▸ Data listing:
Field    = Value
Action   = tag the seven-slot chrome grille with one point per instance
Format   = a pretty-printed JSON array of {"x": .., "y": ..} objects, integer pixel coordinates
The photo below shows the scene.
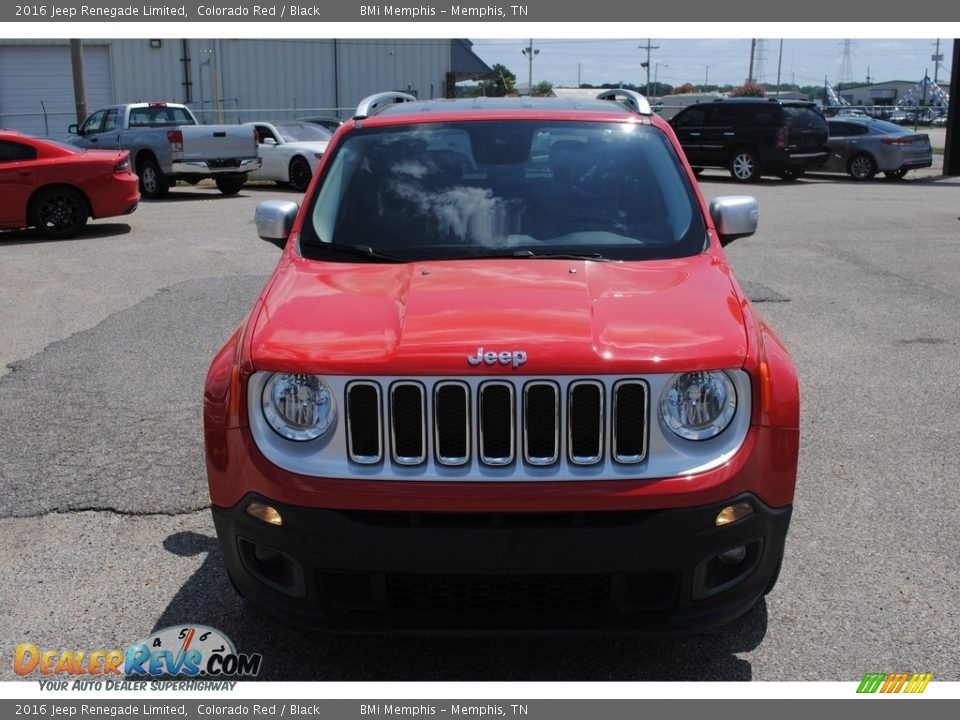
[{"x": 497, "y": 423}]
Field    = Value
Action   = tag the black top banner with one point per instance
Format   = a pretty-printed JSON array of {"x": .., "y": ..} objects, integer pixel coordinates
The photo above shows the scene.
[{"x": 821, "y": 12}]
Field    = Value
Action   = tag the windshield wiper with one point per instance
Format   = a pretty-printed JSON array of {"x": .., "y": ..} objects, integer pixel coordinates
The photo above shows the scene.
[{"x": 364, "y": 251}]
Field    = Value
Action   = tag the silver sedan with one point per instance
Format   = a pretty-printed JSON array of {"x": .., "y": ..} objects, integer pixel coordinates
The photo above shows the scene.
[{"x": 862, "y": 147}]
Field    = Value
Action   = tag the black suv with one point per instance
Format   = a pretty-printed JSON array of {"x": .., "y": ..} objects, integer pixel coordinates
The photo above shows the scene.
[{"x": 753, "y": 136}]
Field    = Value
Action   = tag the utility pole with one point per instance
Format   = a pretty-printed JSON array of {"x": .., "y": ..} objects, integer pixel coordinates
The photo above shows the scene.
[
  {"x": 648, "y": 47},
  {"x": 937, "y": 58},
  {"x": 779, "y": 66},
  {"x": 79, "y": 88},
  {"x": 529, "y": 51}
]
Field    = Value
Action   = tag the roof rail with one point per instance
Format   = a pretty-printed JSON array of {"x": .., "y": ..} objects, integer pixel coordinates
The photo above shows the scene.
[
  {"x": 631, "y": 98},
  {"x": 372, "y": 104}
]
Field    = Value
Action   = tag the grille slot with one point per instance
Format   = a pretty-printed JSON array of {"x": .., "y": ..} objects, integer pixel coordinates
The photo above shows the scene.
[
  {"x": 585, "y": 422},
  {"x": 629, "y": 421},
  {"x": 364, "y": 430},
  {"x": 497, "y": 430},
  {"x": 541, "y": 423},
  {"x": 494, "y": 423},
  {"x": 451, "y": 417},
  {"x": 408, "y": 423}
]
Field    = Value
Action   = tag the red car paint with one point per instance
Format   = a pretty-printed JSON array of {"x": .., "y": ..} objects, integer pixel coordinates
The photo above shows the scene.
[
  {"x": 31, "y": 166},
  {"x": 571, "y": 317}
]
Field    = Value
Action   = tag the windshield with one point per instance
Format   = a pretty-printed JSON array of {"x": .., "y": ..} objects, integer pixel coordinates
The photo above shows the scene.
[
  {"x": 514, "y": 188},
  {"x": 300, "y": 132},
  {"x": 881, "y": 126}
]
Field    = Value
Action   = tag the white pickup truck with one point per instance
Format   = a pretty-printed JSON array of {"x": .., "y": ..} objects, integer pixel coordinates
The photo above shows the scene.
[{"x": 167, "y": 144}]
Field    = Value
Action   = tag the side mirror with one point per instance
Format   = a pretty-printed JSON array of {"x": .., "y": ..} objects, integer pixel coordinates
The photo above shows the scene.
[
  {"x": 274, "y": 220},
  {"x": 734, "y": 216}
]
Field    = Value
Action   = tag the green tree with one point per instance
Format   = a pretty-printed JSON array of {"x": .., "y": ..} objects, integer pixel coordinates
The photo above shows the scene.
[
  {"x": 502, "y": 83},
  {"x": 542, "y": 89},
  {"x": 749, "y": 90}
]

▸ Exercise description:
Give again, exactly, the lines starting at the first entry above and ending at the line with "banner with one point per instance"; please leave pictures out.

▸ Worked solution:
Field    = Value
Action   = tag the seven-slot chrome grille with one point per instance
Format   = a pretty-printed JSON array of {"x": .., "y": ..} objects, integer pixel coordinates
The photo below shows the scene.
[{"x": 497, "y": 423}]
Field    = Value
Action   = tag the black top banner with one point per instance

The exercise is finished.